Yapılacak görevler =>
#1 Aşk üzerine metinde yeni devrin hangi adlarla tabir edildiğini sıralayın.
#2 Aşk üzerine metnin "Masum, zararsız ve" ile "aşk değersizleşmiş durumda." arasındaki kısmını, ikisi de dahil, "15" yerine "20" koyarak yeniden yazın.

Verilen metin =>
□ □ □ □

Masum, zararsız ve hayranlık duyduğumuz aşk, maalesef ki günümüz şartlarında yerini menfaat ve çıkarlara bırakmış durumda.
Bundan yaklaşık 15 sene öncesine kadar aşk çok özel bir duyguydu. İnsanlar birbirleriyle şimdiki gibi çok rahat iletişim kuramasa da huzurlu bir şekilde uyumadan önce sevdiği insanın hayalini kurup, bir daha ne zaman görüşebilirim diye gün sayıyordu. İki sevgili bırakın el ele gezip dolaşmayı, birbirlerine bakmaya utanırdı. Maalesef ki günümüzde aşk değersizleşmiş durumda.
Peki neden böyle oldu?
Teknoloji gelişti, insanlar özünü unutup hep bir özenti içinde yaşamaya başladı. Özgürleşme, sosyalleşme ve modernleşme diye tabir edilen yeni bir devirle birlikte aşkta da eskilerden eser kalmadı. Tabiri caizse günümüzde aşk yaşamak artık imkansızlaşmış bir vaziyete geldi. Daha doğrusu şimdikilerin yaşadığına aşk denebilirse. Tabi ki bunun sebeplerinden biri teknolojinin, yeni nesil bireylerin bakış açısını etkilemesidir diyebiliriz. Bu konuyu iki başlık halinde değerlendirelim.
Erkeğin bakış açısı
Günümüzde erkeklerin aşka bakış açıları çok farklı bir hal aldı. Şuan hani o hayranlık duyulan, aşık oldum dediğimiz kadına karşı duyulan her şey arzu ve isteklerimizi karşılayabildiğimiz âna kadar sürebiliyor. Eskiden bir erkek aşık olduğu kişiden başkasını düşünmez, aşık olduğu kişiyle evlilik hayalleri kurardı.
O zamanlar tek bir amaç vardı oda mutlu bir aile kurmaktı. Hatta bilirsiniz ki eski zamanlarda sevdiği kadını ailesi vermiyor diye kaçıran birçok erkek vardır. O dönemler o kadar değerliydi aşk işte. Kız kaçırma olaylarının en çok yaşandığı dönemlerden, maalesef ki şuan boşanma oranlarının en yüksek olduğu bir devire gelmekteyiz. Buda aslında bireylerin aşkı ne kadar basit bir hale getirdiklerinin bir göstergesidir. Şimdiki devirde sevdiği kızı ailesi vermiyor diye kaçıran bir erkeğe çok nadir rastlıyoruz. Belki de hiç yok denecek kadar az sayıda.

□ □ □ □

Veri bölümü =>
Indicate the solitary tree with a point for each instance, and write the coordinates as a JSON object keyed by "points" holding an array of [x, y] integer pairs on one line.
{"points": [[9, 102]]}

□ □ □ □

Görevlere göre çözümler =>
#1 Özgürleşme, sosyalleşme, modernleşme

#2
Masum, zararsız ve hayranlık duyduğumuz aşk, maalesef ki günümüz şartlarında yerini menfaat ve çıkarlara bırakmış durumda.
Bundan yaklaşık 20 sene öncesine kadar aşk çok özel bir duyguydu. İnsanlar birbirleriyle şimdiki gibi çok rahat iletişim kuramasa da huzurlu bir şekilde uyumadan önce sevdiği insanın hayalini kurup, bir daha ne zaman görüşebilirim diye gün sayıyordu. İki sevgili bırakın el ele gezip dolaşmayı, birbirlerine bakmaya utanırdı. Maalesef ki günümüzde aşk değersizleşmiş durumda.